--- TASK OBJECTIVE ---
Reproduce word for word the part of the passage on the prison guards union and the vaccine mandate that starts with "The guards union" and goes on through "under vaccine mandates.".

--- SOURCE EXTRACT ---
The California Correctional Peace Officers Association has resisted a vaccine mandate. “We’ve undertaken an aggressive, voluntary vaccination program and we still believe the voluntary approach is the best way forward,” said President Glen Stanley.
The guards union warned that if members refuse to be vaccinated, prisons could face staff shortages. But Rita
Lomio, Prison Law Office attorney, said the union was using “scare tactics” by implying that the mandate would result in understaffed prisons, noting that the federal prison system and six other states are operating their systems under vaccine mandates.
“We are looking into our legal options to address this order,” said a union statement. But Lomio doubted that the union has grounds to contest the order because there is “such a clear factual and legal basis for it.”
Gov. Gavin Newsom backs the union, which contributed $1.75 million to his defense against the September recall election. The Service Employees International Union, with about 12,000 members working in the state’s prisons, also contributed $5.5 million to the anti-recall campaign, said the Times. “We have no further announcement to make as it relates to whether or not we’re going to mandate those vaccines,” Newsom said.

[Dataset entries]
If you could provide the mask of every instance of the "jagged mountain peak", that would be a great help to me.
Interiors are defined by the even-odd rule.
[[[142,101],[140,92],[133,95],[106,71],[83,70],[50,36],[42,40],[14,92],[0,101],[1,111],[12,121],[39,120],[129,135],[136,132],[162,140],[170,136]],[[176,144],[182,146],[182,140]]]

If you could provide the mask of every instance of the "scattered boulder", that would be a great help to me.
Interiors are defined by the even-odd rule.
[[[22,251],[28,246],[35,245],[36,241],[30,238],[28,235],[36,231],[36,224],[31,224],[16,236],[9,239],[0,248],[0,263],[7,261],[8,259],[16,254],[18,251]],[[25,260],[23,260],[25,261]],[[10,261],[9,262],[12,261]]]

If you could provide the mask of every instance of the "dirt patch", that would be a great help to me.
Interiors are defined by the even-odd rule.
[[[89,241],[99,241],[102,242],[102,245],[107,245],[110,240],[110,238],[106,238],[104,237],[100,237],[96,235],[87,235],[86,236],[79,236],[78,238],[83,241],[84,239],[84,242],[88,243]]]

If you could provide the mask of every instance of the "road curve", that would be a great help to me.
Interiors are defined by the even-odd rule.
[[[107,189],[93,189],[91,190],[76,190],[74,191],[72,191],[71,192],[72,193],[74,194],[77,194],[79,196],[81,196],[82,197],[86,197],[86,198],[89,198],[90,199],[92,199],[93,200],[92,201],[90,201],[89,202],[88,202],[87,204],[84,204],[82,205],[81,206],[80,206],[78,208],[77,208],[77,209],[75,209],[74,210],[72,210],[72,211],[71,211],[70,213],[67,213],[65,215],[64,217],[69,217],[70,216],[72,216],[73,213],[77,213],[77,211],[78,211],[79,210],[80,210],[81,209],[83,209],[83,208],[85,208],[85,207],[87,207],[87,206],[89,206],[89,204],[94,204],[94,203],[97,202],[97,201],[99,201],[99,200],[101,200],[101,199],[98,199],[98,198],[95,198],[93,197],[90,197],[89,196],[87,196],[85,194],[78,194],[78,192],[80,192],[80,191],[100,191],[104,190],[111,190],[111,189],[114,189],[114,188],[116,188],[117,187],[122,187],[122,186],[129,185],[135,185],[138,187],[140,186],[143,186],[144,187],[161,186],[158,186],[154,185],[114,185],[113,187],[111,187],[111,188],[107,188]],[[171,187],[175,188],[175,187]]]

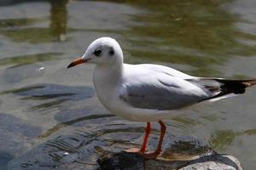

--- ANSWER ---
The guards union warned that if members refuse to be vaccinated, prisons could face staff shortages. But Rita
Lomio, Prison Law Office attorney, said the union was using “scare tactics” by implying that the mandate would result in understaffed prisons, noting that the federal prison system and six other states are operating their systems under vaccine mandates.